#### Directive:
Copy out the rows below word for word, from the very first line through the line containing "positive clicks: (798, 207) (806, 202)", with both ends included.

[Excerpts from a dataset]

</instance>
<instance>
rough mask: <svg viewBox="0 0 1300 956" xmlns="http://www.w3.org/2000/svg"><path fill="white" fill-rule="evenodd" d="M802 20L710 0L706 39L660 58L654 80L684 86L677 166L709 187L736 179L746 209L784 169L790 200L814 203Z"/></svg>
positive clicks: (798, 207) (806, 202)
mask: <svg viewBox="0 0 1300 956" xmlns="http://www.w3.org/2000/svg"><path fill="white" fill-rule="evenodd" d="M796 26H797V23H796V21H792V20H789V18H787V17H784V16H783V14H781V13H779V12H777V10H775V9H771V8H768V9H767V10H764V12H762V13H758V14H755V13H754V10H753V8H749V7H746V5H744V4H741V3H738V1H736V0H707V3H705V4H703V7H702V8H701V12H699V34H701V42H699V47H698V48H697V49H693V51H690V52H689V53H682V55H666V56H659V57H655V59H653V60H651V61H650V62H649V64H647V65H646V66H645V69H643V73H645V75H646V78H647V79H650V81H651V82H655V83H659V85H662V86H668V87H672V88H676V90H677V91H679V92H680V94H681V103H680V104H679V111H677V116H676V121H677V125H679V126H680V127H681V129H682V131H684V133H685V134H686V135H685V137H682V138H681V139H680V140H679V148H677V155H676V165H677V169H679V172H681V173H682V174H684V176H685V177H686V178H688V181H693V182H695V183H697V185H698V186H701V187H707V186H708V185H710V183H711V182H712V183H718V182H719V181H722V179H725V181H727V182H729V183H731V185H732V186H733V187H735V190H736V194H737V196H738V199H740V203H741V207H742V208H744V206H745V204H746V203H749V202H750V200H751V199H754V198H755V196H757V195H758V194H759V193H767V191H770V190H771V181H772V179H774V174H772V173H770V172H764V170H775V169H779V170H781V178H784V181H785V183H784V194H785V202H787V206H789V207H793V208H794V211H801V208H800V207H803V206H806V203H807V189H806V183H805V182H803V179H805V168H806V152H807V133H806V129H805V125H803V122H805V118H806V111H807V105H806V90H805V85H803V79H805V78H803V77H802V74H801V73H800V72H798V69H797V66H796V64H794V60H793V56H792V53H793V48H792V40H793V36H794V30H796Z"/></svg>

#### Answer:
</instance>
<instance>
rough mask: <svg viewBox="0 0 1300 956" xmlns="http://www.w3.org/2000/svg"><path fill="white" fill-rule="evenodd" d="M802 20L710 0L706 39L660 58L654 80L684 86L677 166L709 187L736 179L746 209L784 169L790 200L814 203Z"/></svg>
positive clicks: (798, 207) (806, 202)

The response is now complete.